* **WHAT YOU WILL DO**
When a line in the records contains the string "metal", copy that line.

-- Opening Marker --

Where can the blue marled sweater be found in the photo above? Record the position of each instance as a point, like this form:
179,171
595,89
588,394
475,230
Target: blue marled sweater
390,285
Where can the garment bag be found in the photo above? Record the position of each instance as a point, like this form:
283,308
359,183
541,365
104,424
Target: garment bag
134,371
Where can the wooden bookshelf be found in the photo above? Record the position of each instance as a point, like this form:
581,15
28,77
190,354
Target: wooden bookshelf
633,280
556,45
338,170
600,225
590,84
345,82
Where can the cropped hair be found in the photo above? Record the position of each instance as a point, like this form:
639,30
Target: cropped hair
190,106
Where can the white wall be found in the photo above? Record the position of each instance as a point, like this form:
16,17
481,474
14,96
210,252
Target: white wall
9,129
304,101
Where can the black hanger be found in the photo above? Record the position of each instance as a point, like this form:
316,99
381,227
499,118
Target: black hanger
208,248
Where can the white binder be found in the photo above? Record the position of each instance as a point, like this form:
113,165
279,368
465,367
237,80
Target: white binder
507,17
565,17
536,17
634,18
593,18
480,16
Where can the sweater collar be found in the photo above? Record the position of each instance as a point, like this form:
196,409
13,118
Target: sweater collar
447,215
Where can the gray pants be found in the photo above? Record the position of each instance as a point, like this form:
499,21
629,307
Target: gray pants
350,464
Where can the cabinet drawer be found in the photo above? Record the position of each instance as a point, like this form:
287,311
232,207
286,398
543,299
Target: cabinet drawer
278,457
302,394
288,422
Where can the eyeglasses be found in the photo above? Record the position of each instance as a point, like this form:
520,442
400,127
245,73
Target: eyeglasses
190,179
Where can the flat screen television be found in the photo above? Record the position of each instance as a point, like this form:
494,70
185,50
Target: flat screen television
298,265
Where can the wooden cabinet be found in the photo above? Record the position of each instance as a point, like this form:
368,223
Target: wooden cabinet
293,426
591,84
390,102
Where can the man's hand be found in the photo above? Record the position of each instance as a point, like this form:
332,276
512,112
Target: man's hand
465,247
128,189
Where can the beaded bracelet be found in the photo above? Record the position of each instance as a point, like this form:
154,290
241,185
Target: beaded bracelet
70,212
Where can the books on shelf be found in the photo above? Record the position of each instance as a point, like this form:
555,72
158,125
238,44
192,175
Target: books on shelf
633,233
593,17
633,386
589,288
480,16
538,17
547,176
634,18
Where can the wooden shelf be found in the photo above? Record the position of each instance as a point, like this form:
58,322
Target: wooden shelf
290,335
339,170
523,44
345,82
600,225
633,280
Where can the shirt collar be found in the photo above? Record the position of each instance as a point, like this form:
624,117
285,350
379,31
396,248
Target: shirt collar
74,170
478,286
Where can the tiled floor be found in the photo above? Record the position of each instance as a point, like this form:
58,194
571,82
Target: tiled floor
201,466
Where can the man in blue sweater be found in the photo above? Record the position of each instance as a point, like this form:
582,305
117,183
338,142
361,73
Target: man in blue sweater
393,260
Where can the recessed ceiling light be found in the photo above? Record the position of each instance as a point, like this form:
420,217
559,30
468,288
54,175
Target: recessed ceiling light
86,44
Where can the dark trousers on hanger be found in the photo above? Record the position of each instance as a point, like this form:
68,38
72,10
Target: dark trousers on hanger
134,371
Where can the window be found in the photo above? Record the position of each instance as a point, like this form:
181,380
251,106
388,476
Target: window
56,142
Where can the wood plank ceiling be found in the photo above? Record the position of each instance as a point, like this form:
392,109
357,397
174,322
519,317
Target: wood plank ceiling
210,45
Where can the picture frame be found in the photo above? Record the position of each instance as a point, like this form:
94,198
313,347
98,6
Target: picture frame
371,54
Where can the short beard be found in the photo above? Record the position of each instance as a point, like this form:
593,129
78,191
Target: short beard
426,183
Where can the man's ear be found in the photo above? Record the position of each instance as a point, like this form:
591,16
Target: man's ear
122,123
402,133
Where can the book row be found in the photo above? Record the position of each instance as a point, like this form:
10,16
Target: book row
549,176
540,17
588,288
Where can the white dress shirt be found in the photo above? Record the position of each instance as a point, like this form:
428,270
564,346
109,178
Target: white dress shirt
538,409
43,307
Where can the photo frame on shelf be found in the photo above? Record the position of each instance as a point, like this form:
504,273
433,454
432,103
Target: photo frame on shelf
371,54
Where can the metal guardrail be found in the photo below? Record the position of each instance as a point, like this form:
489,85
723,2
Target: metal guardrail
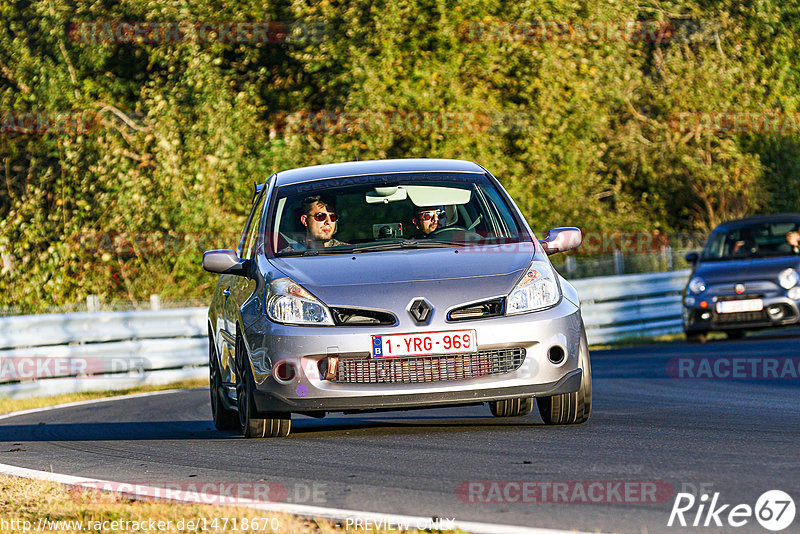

-- Closing Marker --

* **TASK SOLUTION**
Where can the metal guardrail be found in the photo below? Record the position of each instance as a point, like this form:
Target: metal guardrail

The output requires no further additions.